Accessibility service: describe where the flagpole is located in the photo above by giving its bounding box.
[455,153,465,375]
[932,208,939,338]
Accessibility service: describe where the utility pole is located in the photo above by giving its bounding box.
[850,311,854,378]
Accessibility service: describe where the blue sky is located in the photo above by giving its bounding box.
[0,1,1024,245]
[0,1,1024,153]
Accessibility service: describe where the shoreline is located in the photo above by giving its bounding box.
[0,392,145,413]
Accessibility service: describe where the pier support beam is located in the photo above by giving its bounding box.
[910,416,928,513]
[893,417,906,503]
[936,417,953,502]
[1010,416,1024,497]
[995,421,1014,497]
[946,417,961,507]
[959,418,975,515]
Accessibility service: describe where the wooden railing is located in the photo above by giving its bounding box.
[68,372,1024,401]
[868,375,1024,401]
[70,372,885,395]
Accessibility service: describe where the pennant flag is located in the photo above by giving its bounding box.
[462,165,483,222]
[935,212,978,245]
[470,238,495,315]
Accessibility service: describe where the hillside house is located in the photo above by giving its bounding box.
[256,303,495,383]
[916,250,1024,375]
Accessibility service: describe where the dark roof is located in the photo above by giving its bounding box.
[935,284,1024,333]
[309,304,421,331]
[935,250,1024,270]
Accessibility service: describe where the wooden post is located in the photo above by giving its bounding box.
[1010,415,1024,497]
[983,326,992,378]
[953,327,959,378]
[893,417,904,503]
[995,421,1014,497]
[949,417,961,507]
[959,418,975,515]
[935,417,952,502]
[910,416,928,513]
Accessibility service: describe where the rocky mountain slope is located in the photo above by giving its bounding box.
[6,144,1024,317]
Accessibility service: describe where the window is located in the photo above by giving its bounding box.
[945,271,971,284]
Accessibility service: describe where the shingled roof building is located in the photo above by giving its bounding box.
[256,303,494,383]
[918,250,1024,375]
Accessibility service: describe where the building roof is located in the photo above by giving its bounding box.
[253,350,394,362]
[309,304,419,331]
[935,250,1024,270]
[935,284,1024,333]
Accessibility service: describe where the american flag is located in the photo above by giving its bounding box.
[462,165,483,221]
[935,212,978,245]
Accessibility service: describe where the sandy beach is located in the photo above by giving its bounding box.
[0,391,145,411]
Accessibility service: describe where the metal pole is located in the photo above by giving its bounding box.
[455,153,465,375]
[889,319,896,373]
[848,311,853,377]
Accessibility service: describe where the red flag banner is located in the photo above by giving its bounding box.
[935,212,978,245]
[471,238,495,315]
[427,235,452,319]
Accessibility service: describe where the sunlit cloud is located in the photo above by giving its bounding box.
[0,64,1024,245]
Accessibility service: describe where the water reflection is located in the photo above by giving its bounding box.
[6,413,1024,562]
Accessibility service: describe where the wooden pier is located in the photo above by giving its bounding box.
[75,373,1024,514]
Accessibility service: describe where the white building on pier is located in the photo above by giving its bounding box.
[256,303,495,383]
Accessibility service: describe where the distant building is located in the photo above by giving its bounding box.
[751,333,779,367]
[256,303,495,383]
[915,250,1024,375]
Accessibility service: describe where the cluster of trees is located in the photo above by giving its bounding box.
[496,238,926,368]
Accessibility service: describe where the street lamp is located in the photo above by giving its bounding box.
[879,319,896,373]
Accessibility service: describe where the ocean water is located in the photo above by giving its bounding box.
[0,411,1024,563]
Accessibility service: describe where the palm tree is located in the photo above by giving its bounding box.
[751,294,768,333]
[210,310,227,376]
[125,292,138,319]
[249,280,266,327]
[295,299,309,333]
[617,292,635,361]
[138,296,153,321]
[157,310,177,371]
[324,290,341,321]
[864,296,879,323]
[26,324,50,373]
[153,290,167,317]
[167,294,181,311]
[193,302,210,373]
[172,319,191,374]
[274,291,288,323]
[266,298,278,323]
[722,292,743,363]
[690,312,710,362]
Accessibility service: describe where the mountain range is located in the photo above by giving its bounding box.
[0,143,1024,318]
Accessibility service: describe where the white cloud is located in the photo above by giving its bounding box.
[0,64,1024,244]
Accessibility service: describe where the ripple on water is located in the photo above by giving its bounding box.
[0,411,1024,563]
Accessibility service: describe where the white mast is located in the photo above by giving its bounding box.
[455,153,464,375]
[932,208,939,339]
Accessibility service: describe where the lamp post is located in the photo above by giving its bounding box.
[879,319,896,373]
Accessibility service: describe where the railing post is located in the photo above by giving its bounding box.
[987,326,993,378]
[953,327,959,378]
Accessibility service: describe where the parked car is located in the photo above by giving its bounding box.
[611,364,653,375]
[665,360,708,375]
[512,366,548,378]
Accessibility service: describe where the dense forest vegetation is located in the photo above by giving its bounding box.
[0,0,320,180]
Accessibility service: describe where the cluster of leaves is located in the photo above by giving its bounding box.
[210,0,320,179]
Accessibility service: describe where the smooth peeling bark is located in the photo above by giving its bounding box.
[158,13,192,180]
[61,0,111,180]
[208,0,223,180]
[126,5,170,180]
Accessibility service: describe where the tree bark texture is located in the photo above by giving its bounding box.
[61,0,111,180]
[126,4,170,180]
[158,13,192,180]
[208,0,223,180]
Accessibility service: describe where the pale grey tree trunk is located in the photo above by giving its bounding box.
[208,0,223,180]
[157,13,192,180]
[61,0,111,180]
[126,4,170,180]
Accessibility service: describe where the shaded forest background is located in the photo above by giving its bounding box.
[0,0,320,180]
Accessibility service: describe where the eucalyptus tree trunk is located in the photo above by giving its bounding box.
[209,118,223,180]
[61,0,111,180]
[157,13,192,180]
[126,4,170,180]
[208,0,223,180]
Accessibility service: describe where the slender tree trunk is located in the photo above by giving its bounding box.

AIM OF THE EXERCISE: Reproduce all of the data above verbatim, keeping every line unchanged.

OUTPUT:
Accessibility service: describe where the flagpole is located in the photo above by giving its bounding box.
[455,153,465,375]
[932,208,939,338]
Accessibility service: describe where the utility pole is located in the photo above by giving its bounding box.
[850,311,854,378]
Accessibility service: describe where the blue sky is located in the photo above by giving its bounding box.
[0,1,1024,245]
[0,1,1024,153]
Accessibility service: describe where the shoreline is located in the photo above by giving its bounding box.
[0,392,145,413]
Accessibility service: describe where the pier support beam is located in the photo above by giving its bounding box.
[910,416,928,513]
[893,417,906,503]
[936,417,953,502]
[1010,416,1024,497]
[995,421,1014,497]
[946,417,961,507]
[959,418,975,515]
Accessibility service: describe where the wooden railing is located in the photo above by giving its bounding box.
[68,372,1024,401]
[868,375,1024,401]
[70,372,885,395]
Accessibility service: describe where the pennant flag is located in the photo above by giving its bounding box.
[462,165,483,222]
[935,212,978,245]
[470,238,495,315]
Accessibility service: describe where the hillside house is located in the photo above by giving its bounding box.
[256,303,495,383]
[916,250,1024,375]
Accessibility service: describe where the dark roof is located in the photo above by giving its bounding box.
[935,284,1024,333]
[309,304,421,331]
[935,250,1024,270]
Accessibility service: describe where the wooden post is located in the photo above by giving its bounding box.
[1010,415,1024,497]
[983,326,992,378]
[953,327,959,378]
[893,417,904,503]
[995,421,1014,497]
[949,417,961,507]
[959,418,975,515]
[935,417,952,502]
[910,416,928,513]
Accessibility service: describe where the rocky mountain slope is located in the photo above by giving its bounding box.
[6,144,1024,317]
Accessibility service: describe where the window is located in the photo above by giving its bounding box.
[945,271,971,284]
Accessibility service: describe where the shingled roof building is located in the photo above by giving its bounding box.
[256,303,494,383]
[918,250,1024,375]
Accessibility service: describe where the building roof is located in the photo above by giving its bounding box.
[253,350,394,362]
[309,304,419,331]
[935,250,1024,270]
[935,284,1024,333]
Accessibility service: describe where the american flag is located in the photo above by giving its bounding box.
[462,165,483,221]
[935,212,978,245]
Accessibility service: describe where the sandy beach is located in the photo above by giving its bounding box.
[0,391,145,411]
Accessibility service: describe where the metal pole is located in the photo above by giving its bounding box.
[455,153,465,375]
[889,319,896,373]
[848,311,853,377]
Accessibility service: describe where the red flag banner is located in the photo above by giving its bounding box.
[935,212,978,245]
[471,238,495,315]
[427,235,452,319]
Accessibility service: describe where the sunlit cloud is located in the photo above by giving its bounding box.
[0,64,1024,245]
Accessibility service: describe where the water reflection is located in the photo above by giving its bounding box.
[6,413,1024,562]
Accessibility service: describe where the wooden pier is located in the photo above by giving its bounding box.
[75,373,1024,514]
Accessibility service: describe where the white building on pier is located in the photo above by giving its bounding box.
[256,303,495,383]
Accessibility service: describe where the distant building is located in the photo above by giving its bounding box.
[751,333,779,367]
[256,303,495,383]
[915,250,1024,375]
Accessibility service: describe where the cluster of trees is located in the photo above by giving its bounding box.
[496,238,926,368]
Accessibility service: describe where the street lamp is located in the photo above by giving its bounding box.
[879,319,896,373]
Accessibility service: describe where the ocean water is located in the photo above by giving its bounding box.
[0,411,1024,563]
Accessibility service: describe where the palm tree is located in the photo above by giving its bounding box.
[751,294,768,333]
[210,310,227,376]
[125,292,138,319]
[249,280,266,327]
[295,299,309,333]
[617,292,635,361]
[138,296,153,321]
[157,310,177,371]
[324,290,341,321]
[864,296,879,323]
[26,324,50,373]
[153,290,167,317]
[167,294,181,311]
[193,302,210,373]
[172,319,191,374]
[274,291,288,323]
[266,298,278,323]
[722,292,743,363]
[690,312,710,362]
Accessibility service: describe where the mountain range is located in the photo above by giving its bounding box.
[0,143,1024,318]
Accessibility service: describe where the white cloud is located in the photo above by giving its bounding box.
[0,64,1024,244]
Accessibility service: describe where the ripple on water is located in the photo above by giving its bounding box.
[0,411,1024,563]
Accessibility service: describe where the white mast is located in the photo above by giving its bounding box.
[455,153,464,375]
[932,208,939,339]
Accessibility service: describe where the lamp post is located in the photo above by giving its bounding box.
[879,319,896,373]
Accessibility service: describe where the railing post is located in the photo above by giving its bounding box.
[987,326,993,378]
[953,327,959,378]
Accessibility service: describe where the parked car is located in the photo above by giving its bounding box.
[611,364,653,375]
[665,360,708,375]
[512,366,548,378]
Accessibility service: describe where the dense forest vegetation is located in the photo above by giving its bounding box.
[0,0,320,180]
Accessibility service: describe where the cluster of leaves is located in the photo above by giving its bounding box.
[210,0,320,179]
Accessibility service: describe where the smooth peeling bark is located in the photo above by giving its bounding box.
[158,13,192,180]
[61,0,111,180]
[208,0,223,180]
[126,5,170,180]
Accessibility service: describe where the tree bark texture is located in the photo above by giving its bounding box.
[61,0,111,180]
[126,4,170,180]
[158,13,192,180]
[208,0,223,180]
Accessibility service: describe where the pale grey tree trunk is located in the photo above by giving its bounding box.
[208,0,223,180]
[157,13,192,180]
[61,0,111,180]
[126,4,170,180]
Accessibility service: describe where the shaded forest background is located in the photo above by giving its bounding box.
[0,0,320,180]
Accessibility service: describe where the eucalyptus tree trunk is located in the photo above by giving its bounding box.
[209,118,223,180]
[61,0,111,180]
[157,13,192,180]
[126,4,170,180]
[208,0,223,180]
Accessibility service: describe where the slender tree trunk is located in the photo above by giving its bounding box.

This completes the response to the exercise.